## Dokumentauszug
- - - - - - -

Frage an Katja Kipping von Philipp I. bezüglich Soziale Sicherung
Sehr geehrte Frau Wagenknecht,
auf Wahlplakaten der LINKEN zur Bundestagswahl wurde oft der Begriff "soziale Gerechtigkeit" genannt. Was bedeutetet er für Sie und wie soll ihrer Meinung nach Deutschland sozialer
gestaltet werden?
Mit freundlichen Grüßen,
Philipp Immler,11 Jahre
Lieber Phillip,
herzlichen Dank für Deine Anfrage. Ich bin zwar nicht Sarah Wagenknecht, die Du selbstverständlich natürlich auch über abgeordnetenwatch.de befragen kannst, aber natürlich möchte ich Dir gern antworten. Falls Du schon einmal z.B. im Internet nach „sozialer Gerechtigkeit“ gesucht hast, so ist Dir vielleicht aufgefallen, dass damit ein breites Spektrum an Vorstellungen verknüpft ist; unzählige Schriften wurden veröffentlicht. Aber Du fragst ja, was ich darunter verstehe: Soziale Gerechtigkeit bedeutet für mich eine gleichberechtigte und demokratische Mitsprache und materielle Mitwirkungsmöglichkeit ALLER in und an allen Bereichen unseres gesellschaftlichen Lebens sowie eine Verteilungsgerechtigkeit. Gerecht ist also, wenn allen Menschen ein Leben jenseits der Armut und Teilhabe an der Gesellschaft möglich sind. Das ist heute leider (noch) nicht so, überlege doch einmal, dass es auf dieser Welt superreiche Menschen gibt und dass auf der anderen Seite immer noch Menschen sterben, weil sie nicht mal Geld für Nahrung oder einen Arztbesuch haben.

- - - - - - -

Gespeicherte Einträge
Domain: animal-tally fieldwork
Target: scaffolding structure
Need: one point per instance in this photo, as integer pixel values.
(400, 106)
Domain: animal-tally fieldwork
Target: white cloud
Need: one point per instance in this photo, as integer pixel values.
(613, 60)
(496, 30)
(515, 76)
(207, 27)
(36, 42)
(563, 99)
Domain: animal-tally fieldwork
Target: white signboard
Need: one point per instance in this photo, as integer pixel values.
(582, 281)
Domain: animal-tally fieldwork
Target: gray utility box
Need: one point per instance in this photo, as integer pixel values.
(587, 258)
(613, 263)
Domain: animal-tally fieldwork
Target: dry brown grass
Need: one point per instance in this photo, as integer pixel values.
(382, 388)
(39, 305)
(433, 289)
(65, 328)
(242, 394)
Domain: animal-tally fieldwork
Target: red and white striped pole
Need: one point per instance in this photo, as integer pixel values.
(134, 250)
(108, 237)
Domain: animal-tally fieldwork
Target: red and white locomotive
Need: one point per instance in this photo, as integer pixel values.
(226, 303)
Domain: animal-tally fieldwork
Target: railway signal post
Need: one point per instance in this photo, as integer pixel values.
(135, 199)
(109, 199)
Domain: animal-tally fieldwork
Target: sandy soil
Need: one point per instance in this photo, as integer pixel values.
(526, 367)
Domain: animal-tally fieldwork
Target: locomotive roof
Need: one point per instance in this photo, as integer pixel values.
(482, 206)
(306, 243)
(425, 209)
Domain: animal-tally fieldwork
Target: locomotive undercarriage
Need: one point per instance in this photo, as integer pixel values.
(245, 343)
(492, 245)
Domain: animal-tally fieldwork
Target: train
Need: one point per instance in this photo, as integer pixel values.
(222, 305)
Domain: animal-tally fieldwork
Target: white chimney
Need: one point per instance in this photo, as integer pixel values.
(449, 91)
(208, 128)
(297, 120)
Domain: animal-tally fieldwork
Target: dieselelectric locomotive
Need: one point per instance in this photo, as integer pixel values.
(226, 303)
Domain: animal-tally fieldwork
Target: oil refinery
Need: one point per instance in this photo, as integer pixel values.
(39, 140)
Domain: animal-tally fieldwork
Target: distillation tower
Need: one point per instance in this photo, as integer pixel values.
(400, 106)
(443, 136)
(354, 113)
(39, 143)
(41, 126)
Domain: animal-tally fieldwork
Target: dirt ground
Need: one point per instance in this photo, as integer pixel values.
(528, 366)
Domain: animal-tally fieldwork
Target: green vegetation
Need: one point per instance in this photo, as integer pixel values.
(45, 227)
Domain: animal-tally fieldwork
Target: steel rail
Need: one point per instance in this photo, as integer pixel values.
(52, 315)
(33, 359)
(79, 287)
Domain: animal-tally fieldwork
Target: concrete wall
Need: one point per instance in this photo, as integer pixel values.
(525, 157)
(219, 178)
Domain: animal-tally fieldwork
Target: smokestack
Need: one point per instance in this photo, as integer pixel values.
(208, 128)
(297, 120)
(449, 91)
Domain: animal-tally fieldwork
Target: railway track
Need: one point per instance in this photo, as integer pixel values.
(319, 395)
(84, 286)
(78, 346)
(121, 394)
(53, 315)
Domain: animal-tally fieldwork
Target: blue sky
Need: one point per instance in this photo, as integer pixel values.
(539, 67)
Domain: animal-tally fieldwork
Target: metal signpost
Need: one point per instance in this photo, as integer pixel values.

- - - - - - -

## Arbeitsauftrag
Führe den Dokumentauszug über soziale Gerechtigkeit im Anschluss an seinen letzten Satz fort.

## Übungsergebnis
Lass es mich zum besseren Verständnis einmal an einem konkreten Beispiel beschreiben, das Dir sicher bekannt ist, nämlich die Schule. Auch in Sachsen, wo wir ja beide wohnen, ist es so, dass Schülerinnen und Schüler nach 4 Jahren Grundschule meistens getrennte Wege gehen – auf Hauptschule, Realschule bzw. Mittelschule und Gymnasium. Vermutlich ist das eine Entscheidung, die Du zusammen mit Deinen Eltern getroffen hast bzw. noch treffen musst. Oft ist dann diese Schulwahl eine Weichenstellung für das gesamte restliche Leben. Angeblich trennt das Schulwesen zwar nach Leistung, aber ich habe die Erfahrung gemacht, dass viele Schülerinnen und Schüler gar nicht die Chance haben, ihre volle Leistungsfähigkeit und Begabung zu entfalten. Für eine solche Trennung spielen heute auch soziale Gesichtspunkte eine Rolle. Die Aufteilung wird noch dadurch verstärkt, dass die meisten Schulen in Deutschland nur Halbtagsunterricht anbieten, gute und kostenfreie Betreuung, Förderung und Freizeitgestaltung am Nachmittag oder Hausaufgabenhilfe gibt es viel zu selten. Schule kann also auch zu sozialer Ungerechtigkeit beitragen bzw. diese verstärken. Und das muss sich dringend ändern, insofern, das jedes Kind individuell gefördert und unterstützt werden muss, je nach Talenten und Interessen.